EXTRACTED INFORMATION ▸

— START —

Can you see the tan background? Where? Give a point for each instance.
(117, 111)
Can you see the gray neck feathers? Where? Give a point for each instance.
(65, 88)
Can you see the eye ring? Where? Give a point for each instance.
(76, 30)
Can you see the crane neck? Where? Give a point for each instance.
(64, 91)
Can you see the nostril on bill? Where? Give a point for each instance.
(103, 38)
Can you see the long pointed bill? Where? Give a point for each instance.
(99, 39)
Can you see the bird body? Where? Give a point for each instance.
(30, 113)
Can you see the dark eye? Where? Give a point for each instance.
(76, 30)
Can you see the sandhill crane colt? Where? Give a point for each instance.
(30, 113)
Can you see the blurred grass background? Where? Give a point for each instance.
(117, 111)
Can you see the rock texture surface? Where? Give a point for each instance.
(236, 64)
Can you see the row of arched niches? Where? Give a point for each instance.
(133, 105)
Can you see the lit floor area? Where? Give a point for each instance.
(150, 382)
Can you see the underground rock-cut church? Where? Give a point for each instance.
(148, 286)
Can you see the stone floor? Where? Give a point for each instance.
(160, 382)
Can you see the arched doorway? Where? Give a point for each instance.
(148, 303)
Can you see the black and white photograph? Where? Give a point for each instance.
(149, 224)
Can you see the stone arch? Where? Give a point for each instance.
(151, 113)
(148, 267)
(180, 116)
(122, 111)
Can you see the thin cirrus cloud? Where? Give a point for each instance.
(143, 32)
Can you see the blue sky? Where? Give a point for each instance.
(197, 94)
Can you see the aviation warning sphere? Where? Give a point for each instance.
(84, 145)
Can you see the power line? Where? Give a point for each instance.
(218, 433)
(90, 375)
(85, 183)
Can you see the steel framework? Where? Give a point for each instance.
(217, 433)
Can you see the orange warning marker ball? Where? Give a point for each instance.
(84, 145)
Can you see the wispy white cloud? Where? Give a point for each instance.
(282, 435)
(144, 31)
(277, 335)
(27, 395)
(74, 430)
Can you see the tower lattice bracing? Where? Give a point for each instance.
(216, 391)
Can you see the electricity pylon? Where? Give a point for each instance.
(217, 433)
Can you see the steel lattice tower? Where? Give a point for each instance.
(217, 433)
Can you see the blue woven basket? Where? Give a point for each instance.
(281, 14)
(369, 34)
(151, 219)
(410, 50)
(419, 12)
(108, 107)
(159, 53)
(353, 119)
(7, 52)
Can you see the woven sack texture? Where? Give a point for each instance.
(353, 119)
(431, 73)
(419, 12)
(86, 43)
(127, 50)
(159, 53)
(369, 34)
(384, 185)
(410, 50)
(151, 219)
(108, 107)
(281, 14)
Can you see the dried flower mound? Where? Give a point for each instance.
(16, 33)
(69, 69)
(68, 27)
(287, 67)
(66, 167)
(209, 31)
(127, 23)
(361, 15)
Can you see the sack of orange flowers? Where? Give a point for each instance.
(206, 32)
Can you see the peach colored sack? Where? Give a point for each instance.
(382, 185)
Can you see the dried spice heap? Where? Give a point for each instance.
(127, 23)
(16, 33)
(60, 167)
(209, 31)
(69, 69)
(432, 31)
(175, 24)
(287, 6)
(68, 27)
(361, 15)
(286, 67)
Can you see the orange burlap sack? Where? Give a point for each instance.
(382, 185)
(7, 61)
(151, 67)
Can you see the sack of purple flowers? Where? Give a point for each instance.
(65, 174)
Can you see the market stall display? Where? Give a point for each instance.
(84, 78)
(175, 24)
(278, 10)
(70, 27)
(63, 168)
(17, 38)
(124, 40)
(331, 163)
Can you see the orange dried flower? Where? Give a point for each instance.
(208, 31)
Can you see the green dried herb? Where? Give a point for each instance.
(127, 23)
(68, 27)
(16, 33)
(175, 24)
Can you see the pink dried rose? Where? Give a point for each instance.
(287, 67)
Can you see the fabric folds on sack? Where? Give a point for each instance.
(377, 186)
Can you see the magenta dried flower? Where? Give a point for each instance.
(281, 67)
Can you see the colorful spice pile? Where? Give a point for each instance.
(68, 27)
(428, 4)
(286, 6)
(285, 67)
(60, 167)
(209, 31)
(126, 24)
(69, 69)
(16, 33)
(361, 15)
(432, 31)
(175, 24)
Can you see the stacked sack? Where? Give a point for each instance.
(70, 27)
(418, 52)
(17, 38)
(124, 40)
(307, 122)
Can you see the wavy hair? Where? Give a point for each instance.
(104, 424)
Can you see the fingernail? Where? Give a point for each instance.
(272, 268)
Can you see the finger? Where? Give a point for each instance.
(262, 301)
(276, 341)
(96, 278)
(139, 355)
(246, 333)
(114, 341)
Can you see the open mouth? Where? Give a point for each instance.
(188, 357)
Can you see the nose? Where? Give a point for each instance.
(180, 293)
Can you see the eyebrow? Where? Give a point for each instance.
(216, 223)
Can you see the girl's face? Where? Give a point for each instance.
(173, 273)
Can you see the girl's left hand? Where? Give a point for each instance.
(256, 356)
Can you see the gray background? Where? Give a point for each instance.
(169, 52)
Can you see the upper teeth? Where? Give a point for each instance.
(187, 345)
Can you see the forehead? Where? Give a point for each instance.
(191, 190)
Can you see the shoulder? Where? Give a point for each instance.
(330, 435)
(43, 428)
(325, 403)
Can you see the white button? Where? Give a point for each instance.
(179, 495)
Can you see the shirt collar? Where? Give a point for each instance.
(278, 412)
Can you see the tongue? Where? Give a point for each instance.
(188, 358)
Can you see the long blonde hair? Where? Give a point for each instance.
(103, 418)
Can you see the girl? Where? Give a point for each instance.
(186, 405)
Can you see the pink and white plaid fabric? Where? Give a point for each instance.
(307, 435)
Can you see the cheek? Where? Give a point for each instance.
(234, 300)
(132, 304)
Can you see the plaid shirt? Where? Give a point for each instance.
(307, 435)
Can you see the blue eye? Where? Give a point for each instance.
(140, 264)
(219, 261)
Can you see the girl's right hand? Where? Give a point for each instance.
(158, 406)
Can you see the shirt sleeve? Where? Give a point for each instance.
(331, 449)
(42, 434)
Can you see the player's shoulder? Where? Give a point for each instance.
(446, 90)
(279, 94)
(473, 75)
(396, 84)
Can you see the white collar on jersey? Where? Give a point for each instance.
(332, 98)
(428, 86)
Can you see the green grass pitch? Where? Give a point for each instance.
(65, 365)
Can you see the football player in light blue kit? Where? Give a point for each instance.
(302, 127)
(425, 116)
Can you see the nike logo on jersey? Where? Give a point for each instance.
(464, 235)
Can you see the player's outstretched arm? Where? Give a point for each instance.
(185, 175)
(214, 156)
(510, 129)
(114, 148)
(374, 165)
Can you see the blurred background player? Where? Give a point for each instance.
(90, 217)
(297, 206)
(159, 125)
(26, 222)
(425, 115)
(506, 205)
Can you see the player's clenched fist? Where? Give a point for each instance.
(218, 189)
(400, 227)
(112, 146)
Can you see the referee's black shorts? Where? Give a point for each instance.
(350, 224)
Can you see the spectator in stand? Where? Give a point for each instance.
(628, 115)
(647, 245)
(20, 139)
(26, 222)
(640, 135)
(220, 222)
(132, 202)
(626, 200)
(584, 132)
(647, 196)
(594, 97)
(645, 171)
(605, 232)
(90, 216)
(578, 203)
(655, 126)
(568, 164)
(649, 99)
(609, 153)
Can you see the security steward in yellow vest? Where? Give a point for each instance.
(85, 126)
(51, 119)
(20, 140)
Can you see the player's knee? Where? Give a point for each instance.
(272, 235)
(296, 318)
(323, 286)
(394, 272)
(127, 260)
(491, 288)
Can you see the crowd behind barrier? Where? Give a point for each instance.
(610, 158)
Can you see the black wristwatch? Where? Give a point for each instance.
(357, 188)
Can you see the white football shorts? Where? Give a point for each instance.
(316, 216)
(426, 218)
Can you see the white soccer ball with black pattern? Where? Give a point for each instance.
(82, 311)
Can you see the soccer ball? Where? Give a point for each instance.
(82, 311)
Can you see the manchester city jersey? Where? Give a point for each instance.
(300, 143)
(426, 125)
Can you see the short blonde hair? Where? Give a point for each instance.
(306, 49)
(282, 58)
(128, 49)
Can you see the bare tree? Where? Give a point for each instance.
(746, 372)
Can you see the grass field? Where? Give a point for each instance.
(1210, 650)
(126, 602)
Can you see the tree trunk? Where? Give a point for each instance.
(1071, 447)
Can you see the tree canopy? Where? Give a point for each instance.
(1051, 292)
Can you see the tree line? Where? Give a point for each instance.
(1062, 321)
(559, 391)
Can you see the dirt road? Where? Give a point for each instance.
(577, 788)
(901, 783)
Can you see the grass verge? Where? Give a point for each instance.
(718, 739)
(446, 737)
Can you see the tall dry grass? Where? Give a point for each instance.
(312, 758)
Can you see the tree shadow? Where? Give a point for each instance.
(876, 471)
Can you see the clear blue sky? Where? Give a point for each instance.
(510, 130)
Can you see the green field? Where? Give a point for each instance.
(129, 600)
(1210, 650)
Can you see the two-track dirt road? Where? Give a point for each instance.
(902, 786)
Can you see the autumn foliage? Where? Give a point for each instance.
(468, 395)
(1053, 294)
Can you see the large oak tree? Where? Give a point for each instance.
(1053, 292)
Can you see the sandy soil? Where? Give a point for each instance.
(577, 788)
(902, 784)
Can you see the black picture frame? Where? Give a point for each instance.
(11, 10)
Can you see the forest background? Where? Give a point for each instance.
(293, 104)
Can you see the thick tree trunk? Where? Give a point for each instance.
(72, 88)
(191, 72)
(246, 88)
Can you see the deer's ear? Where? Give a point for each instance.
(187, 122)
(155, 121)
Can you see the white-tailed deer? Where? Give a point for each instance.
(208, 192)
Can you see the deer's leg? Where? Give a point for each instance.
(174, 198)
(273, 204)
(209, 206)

— END —

WHAT TO DO ▸
Format the stretch from the line containing "Can you see the large" through the end of the entries as a two-column CSV with the header entry_text,answer. Give one row per entry, with each field quoted and line breaks inside a field replaced by spaces.

RESULT BELOW ▸
entry_text,answer
"Can you see the large oak tree? Where? Give a point for each instance.","(1053, 292)"
"Can you see the sandy soil? Where? Give a point for each instance.","(577, 788) (902, 784)"
"Can you see the black picture frame? Where? Give a point for each instance.","(11, 10)"
"Can you see the forest background? Where? Give a point for each instance.","(293, 104)"
"Can you see the thick tree trunk? Where? Give a point for each instance.","(72, 88) (191, 72) (246, 88)"
"Can you see the deer's ear? Where? Give a point for each instance.","(187, 122) (155, 121)"
"Can you see the white-tailed deer? Where? Give a point for each instance.","(208, 192)"
"Can you see the deer's leg? Where? Give a point for each instance.","(174, 198) (273, 204) (209, 206)"